**FRAGMENTO DEL DOCUMENTO**
——————————
La noche del 23 al 24 de noviembre de 1654 Blaise Pascal participó de una visión religiosa que produjo un cambio en su vida; fue una experiencia tan honda que le hizo ‘olvidarse del mundo y de todo, excepto de Dios’. Pascal no dijo nunca a nadie lo que había vivido durante las dos horas aproximadas que corrieron de las diez y media de la noche del lunes a las doce y media del martes, pero sabemos de ello por un pergamino que él mismo copió a modo de registro. Este pergamino, producto de un primer borrador, apenas legible, que Pascal escribió con su puño y letra luego de aquel trance, fue hallado por un sirviente a pocos días de su fallecimiento, oculto en el dobladillo de la manga de una chaqueta; o sea que los últimos años de su vida Pascal llevó aquellas hojas, testimonio de la revelación, cosidas a su cuerpo.
——————————
Datos almacenados
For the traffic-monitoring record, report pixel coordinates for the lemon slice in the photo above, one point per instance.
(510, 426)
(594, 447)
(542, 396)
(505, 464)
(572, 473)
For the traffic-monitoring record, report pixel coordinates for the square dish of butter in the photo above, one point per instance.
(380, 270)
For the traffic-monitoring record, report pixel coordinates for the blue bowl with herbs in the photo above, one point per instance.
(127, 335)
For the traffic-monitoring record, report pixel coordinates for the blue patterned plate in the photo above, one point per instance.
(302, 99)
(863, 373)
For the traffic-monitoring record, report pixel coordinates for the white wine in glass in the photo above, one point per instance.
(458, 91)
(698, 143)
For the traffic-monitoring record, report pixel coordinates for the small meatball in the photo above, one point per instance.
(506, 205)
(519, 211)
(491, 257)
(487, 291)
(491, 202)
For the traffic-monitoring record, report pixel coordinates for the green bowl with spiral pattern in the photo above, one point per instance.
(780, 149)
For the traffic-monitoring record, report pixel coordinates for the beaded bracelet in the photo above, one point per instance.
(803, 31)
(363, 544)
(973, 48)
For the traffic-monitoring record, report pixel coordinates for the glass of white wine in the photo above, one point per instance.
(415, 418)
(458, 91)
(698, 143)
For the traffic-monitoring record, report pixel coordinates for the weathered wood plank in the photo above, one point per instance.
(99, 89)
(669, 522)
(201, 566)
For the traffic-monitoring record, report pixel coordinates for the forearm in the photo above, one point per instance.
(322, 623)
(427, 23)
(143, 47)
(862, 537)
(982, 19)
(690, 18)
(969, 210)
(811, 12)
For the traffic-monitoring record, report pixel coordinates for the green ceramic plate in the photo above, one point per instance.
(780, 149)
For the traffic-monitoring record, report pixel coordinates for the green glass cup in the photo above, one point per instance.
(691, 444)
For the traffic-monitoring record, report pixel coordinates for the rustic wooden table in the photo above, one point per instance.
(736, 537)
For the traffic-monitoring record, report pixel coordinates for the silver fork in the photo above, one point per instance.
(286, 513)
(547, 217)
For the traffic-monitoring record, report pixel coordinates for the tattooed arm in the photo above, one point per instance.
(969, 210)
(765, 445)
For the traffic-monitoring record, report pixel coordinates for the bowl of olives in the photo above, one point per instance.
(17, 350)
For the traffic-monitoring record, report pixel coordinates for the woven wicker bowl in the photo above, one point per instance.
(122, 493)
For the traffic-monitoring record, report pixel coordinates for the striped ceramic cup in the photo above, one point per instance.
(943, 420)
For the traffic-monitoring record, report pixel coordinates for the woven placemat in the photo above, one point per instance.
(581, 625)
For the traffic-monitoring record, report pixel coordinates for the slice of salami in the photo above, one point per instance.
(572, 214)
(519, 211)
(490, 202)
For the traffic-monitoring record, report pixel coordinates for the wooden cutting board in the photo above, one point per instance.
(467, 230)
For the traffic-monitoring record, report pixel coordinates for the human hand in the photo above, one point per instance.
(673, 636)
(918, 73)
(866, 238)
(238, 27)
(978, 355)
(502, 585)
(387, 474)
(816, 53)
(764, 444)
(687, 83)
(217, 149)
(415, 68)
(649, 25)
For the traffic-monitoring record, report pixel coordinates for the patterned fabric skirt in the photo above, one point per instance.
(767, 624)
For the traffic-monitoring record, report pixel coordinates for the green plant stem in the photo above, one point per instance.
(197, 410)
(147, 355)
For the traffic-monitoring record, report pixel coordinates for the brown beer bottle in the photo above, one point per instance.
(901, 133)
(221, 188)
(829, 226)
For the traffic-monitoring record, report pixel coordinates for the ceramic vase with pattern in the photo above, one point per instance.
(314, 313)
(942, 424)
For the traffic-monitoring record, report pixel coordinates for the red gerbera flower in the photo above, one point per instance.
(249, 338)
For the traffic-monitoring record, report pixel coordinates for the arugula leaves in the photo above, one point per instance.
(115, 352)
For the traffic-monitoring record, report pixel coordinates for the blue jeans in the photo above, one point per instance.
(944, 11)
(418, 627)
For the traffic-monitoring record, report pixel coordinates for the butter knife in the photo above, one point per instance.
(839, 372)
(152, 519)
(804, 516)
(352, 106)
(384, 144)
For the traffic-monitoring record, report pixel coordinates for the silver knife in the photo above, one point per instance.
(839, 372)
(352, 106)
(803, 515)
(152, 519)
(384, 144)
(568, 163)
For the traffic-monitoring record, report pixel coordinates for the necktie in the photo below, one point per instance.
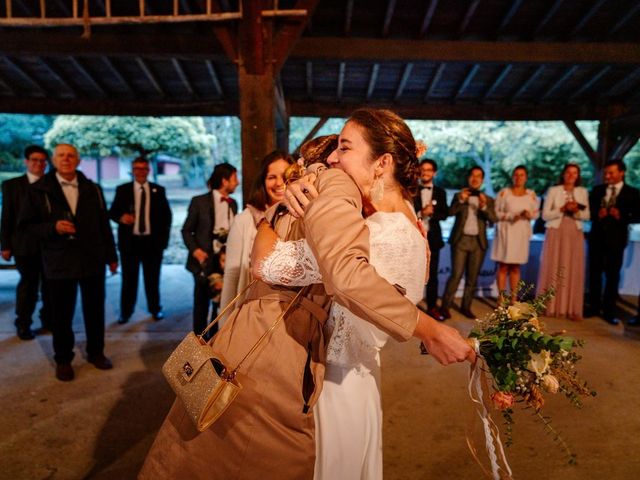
(142, 224)
(612, 196)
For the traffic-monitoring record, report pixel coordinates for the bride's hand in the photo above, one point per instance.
(299, 194)
(444, 343)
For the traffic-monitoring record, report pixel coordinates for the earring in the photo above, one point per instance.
(377, 190)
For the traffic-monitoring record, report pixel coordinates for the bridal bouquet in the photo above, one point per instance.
(526, 362)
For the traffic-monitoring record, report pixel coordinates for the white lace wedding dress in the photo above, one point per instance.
(349, 411)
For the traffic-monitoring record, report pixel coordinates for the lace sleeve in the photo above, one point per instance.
(291, 264)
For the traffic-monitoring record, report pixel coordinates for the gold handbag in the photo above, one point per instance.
(201, 378)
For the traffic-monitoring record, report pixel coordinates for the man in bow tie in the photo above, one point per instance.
(431, 207)
(67, 213)
(205, 233)
(613, 206)
(143, 215)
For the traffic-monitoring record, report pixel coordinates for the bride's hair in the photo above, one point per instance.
(386, 132)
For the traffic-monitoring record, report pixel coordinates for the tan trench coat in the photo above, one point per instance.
(268, 432)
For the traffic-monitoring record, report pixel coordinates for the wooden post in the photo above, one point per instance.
(257, 119)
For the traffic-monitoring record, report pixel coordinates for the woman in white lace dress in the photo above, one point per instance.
(349, 412)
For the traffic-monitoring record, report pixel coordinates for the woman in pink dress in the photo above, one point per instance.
(566, 207)
(516, 206)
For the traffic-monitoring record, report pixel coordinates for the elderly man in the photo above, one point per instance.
(67, 212)
(25, 248)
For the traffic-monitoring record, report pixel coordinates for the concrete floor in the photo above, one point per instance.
(101, 425)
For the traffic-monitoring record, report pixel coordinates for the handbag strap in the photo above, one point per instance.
(232, 375)
(227, 308)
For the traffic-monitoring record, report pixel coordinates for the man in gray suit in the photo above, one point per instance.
(474, 212)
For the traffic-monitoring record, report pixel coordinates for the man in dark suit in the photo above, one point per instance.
(474, 212)
(143, 215)
(431, 207)
(613, 206)
(67, 213)
(204, 233)
(24, 248)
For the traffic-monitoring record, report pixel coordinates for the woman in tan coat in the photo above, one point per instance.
(268, 431)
——————————
**PREGUNTAS DE COMPRENSIÓN**
[1] Responda a las siguientes preguntas según el fragmento sobre Pascal:
(a) ¿Cuánto tiempo duró aproximadamente la experiencia de Pascal y entre qué horas transcurrió?
(b) ¿Quién halló el pergamino y cuándo?
(c) ¿En qué lugar estaba oculto el pergamino?
[2] Cite literalmente el pasaje del fragmento sobre Pascal que comienza con "La noche del 23" y continúa hasta "a su cuerpo.".
[3] Según el fragmento sobre Pascal, ¿por qué se sabe lo que vivió Pascal aquella noche si él nunca se lo contó a nadie? Responda en una a tres oraciones.

**RESPUESTAS REDACTADAS**
[1]
(a) Duró unas dos horas, de las diez y media de la noche del lunes a las doce y media del martes.
(b) Lo halló un sirviente, a pocos días del fallecimiento de Pascal.
(c) Estaba oculto en el dobladillo de la manga de una chaqueta.

[2]
La noche del 23 al 24 de noviembre de 1654 Blaise Pascal participó de una visión religiosa que produjo un cambio en su vida; fue una experiencia tan honda que le hizo ‘olvidarse del mundo y de todo, excepto de Dios’. Pascal no dijo nunca a nadie lo que había vivido durante las dos horas aproximadas que corrieron de las diez y media de la noche del lunes a las doce y media del martes, pero sabemos de ello por un pergamino que él mismo copió a modo de registro. Este pergamino, producto de un primer borrador, apenas legible, que Pascal escribió con su puño y letra luego de aquel trance, fue hallado por un sirviente a pocos días de su fallecimiento, oculto en el dobladillo de la manga de una chaqueta; o sea que los últimos años de su vida Pascal llevó aquellas hojas, testimonio de la revelación, cosidas a su cuerpo.

[3] Se sabe por un pergamino que el propio Pascal copió a modo de registro. Lo hizo a partir de un primer borrador, apenas legible, que escribió de su puño y letra después del trance.